## Work item
Word for word, the listing below should be printed again.

## Data shown
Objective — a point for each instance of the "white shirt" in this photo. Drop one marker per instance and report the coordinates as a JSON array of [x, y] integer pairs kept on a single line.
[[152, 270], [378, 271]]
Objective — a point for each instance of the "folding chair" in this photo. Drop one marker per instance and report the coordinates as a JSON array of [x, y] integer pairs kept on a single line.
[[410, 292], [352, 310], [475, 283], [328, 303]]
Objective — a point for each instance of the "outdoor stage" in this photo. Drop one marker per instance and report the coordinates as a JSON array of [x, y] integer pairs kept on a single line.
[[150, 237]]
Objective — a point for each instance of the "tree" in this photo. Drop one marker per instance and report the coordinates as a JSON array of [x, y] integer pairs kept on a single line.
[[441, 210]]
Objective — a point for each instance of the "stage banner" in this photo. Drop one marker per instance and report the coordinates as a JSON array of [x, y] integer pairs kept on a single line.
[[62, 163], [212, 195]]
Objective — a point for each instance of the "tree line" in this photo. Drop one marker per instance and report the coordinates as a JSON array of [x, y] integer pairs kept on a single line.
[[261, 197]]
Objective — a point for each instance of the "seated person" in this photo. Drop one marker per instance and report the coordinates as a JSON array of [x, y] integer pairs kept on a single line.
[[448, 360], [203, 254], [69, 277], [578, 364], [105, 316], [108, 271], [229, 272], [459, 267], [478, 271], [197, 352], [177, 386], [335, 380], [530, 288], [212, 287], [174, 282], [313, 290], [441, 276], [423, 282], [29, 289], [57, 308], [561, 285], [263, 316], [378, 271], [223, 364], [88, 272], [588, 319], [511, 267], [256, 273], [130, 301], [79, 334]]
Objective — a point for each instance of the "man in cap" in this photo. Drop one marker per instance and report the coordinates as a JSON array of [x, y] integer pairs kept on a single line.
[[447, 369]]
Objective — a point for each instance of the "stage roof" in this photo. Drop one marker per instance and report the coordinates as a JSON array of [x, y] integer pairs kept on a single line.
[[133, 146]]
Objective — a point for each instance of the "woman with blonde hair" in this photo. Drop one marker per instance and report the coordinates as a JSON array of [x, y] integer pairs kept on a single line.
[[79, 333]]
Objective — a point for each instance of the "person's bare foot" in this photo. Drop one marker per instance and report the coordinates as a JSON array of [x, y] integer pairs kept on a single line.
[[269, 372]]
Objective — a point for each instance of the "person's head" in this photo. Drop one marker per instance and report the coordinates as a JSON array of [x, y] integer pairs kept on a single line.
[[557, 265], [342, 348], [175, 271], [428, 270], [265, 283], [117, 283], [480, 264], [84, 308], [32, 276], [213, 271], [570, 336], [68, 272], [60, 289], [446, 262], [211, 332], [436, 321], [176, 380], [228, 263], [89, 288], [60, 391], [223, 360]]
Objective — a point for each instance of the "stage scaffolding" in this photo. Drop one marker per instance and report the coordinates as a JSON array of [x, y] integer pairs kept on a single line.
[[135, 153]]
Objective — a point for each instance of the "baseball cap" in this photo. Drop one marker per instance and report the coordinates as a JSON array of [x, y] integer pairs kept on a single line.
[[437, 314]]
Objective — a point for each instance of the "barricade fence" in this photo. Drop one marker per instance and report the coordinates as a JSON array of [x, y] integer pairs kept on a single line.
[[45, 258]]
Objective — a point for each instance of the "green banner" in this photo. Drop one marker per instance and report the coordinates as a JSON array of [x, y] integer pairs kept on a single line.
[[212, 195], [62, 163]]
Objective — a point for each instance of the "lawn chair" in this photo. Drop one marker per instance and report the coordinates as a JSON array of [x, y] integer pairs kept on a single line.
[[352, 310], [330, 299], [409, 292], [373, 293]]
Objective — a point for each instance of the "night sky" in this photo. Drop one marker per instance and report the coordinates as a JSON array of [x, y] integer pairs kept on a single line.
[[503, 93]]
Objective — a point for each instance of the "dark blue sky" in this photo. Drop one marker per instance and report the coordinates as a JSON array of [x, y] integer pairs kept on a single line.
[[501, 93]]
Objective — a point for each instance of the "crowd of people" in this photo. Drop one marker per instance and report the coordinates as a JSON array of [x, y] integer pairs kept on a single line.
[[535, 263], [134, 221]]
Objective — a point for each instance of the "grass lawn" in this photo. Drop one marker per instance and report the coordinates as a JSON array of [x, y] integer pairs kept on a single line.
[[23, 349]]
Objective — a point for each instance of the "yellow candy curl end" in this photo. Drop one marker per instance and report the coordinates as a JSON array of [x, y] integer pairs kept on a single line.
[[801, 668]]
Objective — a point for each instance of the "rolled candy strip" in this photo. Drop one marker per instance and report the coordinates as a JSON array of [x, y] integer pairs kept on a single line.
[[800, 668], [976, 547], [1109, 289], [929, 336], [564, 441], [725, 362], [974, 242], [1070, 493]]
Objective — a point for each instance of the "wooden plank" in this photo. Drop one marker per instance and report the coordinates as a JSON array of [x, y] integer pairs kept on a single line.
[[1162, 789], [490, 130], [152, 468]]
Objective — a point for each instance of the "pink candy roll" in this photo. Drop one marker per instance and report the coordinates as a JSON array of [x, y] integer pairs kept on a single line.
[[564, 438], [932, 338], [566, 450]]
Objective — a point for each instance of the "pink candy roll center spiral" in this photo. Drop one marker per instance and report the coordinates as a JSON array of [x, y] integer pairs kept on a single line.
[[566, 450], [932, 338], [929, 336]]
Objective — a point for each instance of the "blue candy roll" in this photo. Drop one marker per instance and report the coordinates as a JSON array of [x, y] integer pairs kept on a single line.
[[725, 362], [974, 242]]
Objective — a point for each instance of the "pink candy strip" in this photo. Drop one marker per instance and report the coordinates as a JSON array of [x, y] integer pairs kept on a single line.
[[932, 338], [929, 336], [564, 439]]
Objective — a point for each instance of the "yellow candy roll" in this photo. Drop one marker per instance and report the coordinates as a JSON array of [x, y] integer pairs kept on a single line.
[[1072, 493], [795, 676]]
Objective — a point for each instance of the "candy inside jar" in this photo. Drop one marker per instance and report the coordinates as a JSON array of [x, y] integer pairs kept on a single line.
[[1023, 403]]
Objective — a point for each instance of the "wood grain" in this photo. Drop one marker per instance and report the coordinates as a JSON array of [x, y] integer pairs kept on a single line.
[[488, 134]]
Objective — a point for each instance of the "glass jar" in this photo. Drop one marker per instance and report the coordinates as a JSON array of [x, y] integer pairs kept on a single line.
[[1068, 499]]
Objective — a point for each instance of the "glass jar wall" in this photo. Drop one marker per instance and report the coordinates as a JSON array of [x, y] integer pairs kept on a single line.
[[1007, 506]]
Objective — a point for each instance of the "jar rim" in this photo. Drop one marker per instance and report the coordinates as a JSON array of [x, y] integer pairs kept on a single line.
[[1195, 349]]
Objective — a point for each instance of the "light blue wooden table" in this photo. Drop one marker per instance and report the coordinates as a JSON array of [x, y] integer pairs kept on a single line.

## Task solution
Objective — a point for each instance of the "white shirt" in this photo. Drop one marker per instance and report the coordinates as a JSON array of [x, y] integer pairs kept on a single line.
[[152, 270], [378, 271]]
Objective — a point for each instance of the "folding chair" in this photo. Drop one marker per instance and report the coordinates as a JSON array of [x, y] integer pairs kept on a single line.
[[410, 292], [352, 310], [475, 283], [328, 303]]
Objective — a point for each instance of the "outdoor stage" in this photo. Drop one marker per instance and report the coordinates as a JSON array of [x, y] integer pairs kept on a single line.
[[150, 237]]
Objective — a point for each instance of the "tree" in this photo. Drop one marker per instance and report the coordinates as a JSON array of [x, y] integer pairs kept on a single line.
[[441, 210]]
Objective — a point for each instance of the "stage banner" in this photo. Drop one marker per instance and report the coordinates as a JSON array of [x, y] integer pairs kept on a single line.
[[62, 163], [212, 195]]
Objective — a point for each instance of the "tree line" in this photo. Drop one marker per instance and report the coordinates as a JSON array of [x, y] integer pairs kept on a single line.
[[261, 197]]
Objective — a point for each instance of the "seated person" in this photo. Drop one marker per instance and report the coordinates as a JSON array of [x, y] integer pairs kept on a single line.
[[448, 360], [203, 254], [69, 277], [578, 364], [105, 316], [108, 271], [229, 272], [459, 267], [478, 271], [197, 352], [177, 386], [335, 380], [530, 288], [212, 287], [174, 282], [313, 290], [441, 276], [423, 282], [29, 289], [57, 308], [561, 285], [263, 316], [378, 271], [223, 364], [88, 272], [588, 319], [511, 267], [256, 273], [130, 301], [79, 334]]
Objective — a point for each instance of the "man in cap" in this photo. Drop one marker per instance and report the coordinates as a JSON array of [x, y] integer pairs kept on a single line.
[[447, 369]]
Objective — a point for each instance of the "stage roof" in this photo. Drop one marker per instance and report the coordinates as a JSON array of [x, y] integer pairs kept on a single line.
[[133, 146]]
Objective — a point for each instance of the "woman with blonde hair" in this photo. Drop one marker per instance and report the coordinates as a JSON array of [x, y] integer pairs kept on a single line.
[[79, 333]]
Objective — a point for each instance of the "person's bare foot" in this photo. Drop one marker per instance and report the coordinates as a JSON array of [x, y] integer pairs kept on a single line.
[[269, 372]]
Objective — a point for each instance of the "person's head" in this photo. Drop one marker per instance and report the coordinates as a JSON array of [x, y] integer pairs kept on a single line.
[[557, 265], [342, 348], [175, 271], [428, 270], [265, 283], [117, 283], [480, 264], [84, 308], [32, 276], [213, 271], [570, 336], [68, 272], [60, 289], [446, 262], [211, 332], [436, 321], [176, 380], [228, 263], [89, 288], [60, 391], [223, 360]]
Objective — a point for each instance of the "stage scaffolding" in this photo. Drop one marker per instance and report the coordinates as a JSON array of [x, y] integer pairs kept on a single line.
[[135, 153]]
Objective — a point for each instance of the "baseball cap" in this photo. Drop one marker per instance and report the coordinates as a JSON array of [x, y] integer pairs kept on a single line.
[[437, 314]]
Objective — a point for each instance of the "barricade fence" in this photo. Drop one marker per instance and report the coordinates as a JSON array of [x, y] integer pairs kept on a single line.
[[45, 258]]
Objective — a point for each instance of the "green banner" in this photo. Drop one marker per instance and report the coordinates as a JSON array of [x, y] integer pairs kept on a single line.
[[212, 195], [62, 163]]
Objective — a point for each instance of the "lawn chair" in this photo. Drop one marker per instance and report the coordinates as a JSON array of [x, y] integer pairs kept on a single line.
[[352, 310], [330, 299], [409, 292], [373, 293]]
Objective — a point for each instance of the "night sky" in this photo. Drop one marker per instance and report the coordinates as a JSON array of [x, y] integer pairs kept on a single line.
[[503, 93]]
Objective — a point for each instance of the "dark blue sky" in this photo. Drop one marker per instance and report the coordinates as a JSON array of [x, y] integer pairs kept on a single line.
[[501, 93]]
Objective — a point for each instance of the "crowd of people" in this photo. Drop one marker per instance and report the coordinates as a JSON array of [x, y] integer pairs kept on a single line.
[[535, 263], [134, 221]]
Objective — a point for each instance of the "grass lawn" in this photo. Drop one marker per instance and report the coordinates as a JSON array of [x, y] integer pairs kept on a single line.
[[23, 349]]
Objective — a point for each instance of the "yellow candy curl end" in this photo. Drop one marker per instance and report the coordinates as a JSON array of [x, y] integer pairs kept on a single line.
[[801, 668]]
Objective — a point for each instance of the "rolled candy strip" in this photo. Drop one marker per instance and report the coordinates as a JSON array of [x, y] integer pairs kept on a single line.
[[800, 668], [976, 547], [1109, 289], [929, 336], [564, 441], [725, 362], [974, 242], [1070, 493]]
Objective — a point for each instance of the "wooden plank" in this photo. Drop one marker per instance and report the coordinates as a JSON array of [x, y] integer pairs kept on a single line.
[[1162, 789], [490, 130], [152, 468]]
Objective — a point for each instance of the "pink candy roll" in this photo. Drop one marker per instance and report the coordinates as a JSON array of [x, y] integer pairs kept on a single line.
[[564, 438], [932, 338], [566, 450]]
Objective — a point for each instance of the "pink candy roll center spiral" in this photo. Drop one marker per instance and report the coordinates as a JSON array of [x, y] integer pairs kept on a single line.
[[566, 450], [932, 338], [929, 336]]
Objective — a point for each instance of the "blue candy roll" in this photo. Drop one marker per instance and report the coordinates as a JSON array of [x, y] integer pairs kept on a single line.
[[725, 362], [974, 242]]
Objective — a point for each instance of the "pink candy strip" in this photo. Drop one marker per instance and report the coordinates as a JSON array of [x, y] integer pairs kept on a single line.
[[932, 338], [929, 336], [564, 439]]
Objective — a point for each instance of the "yellow candy roll" in this photo. Drop one marker per instance and report the coordinates as a JSON array of [x, y] integer pairs kept on a single line.
[[1072, 493], [795, 676]]
Objective — a point for each instance of the "candy inside jar" in this photo. Drop one marker per instance and report the coordinates as a JSON array of [x, y] integer pairs kept on a single line.
[[1023, 403]]
Objective — a point for each instance of the "wood grain" in this photo. Drop one marker per instance and report the coordinates as a JSON array of [x, y] integer pairs kept on a single line.
[[488, 134]]
Objective — a point for each instance of the "glass jar" in this photo. Drop one marker per instance and report the coordinates as a JSON array of [x, y] integer pairs kept on a single line.
[[1068, 499]]
Objective — a point for each instance of the "glass jar wall" in this photo. Drop one marker per instance and report the coordinates as a JSON array of [x, y] integer pairs kept on a single line.
[[1007, 506]]
Objective — a point for each instance of the "jar rim" in this photo. Drop one marker per instance and report the coordinates as a JSON array of [x, y] integer pairs kept on a single line.
[[1195, 349]]
Objective — a point for each instance of the "light blue wooden table" in this photo. Drop one marker per instance and report the coordinates as a JSON array of [x, y] integer pairs kept on a single line.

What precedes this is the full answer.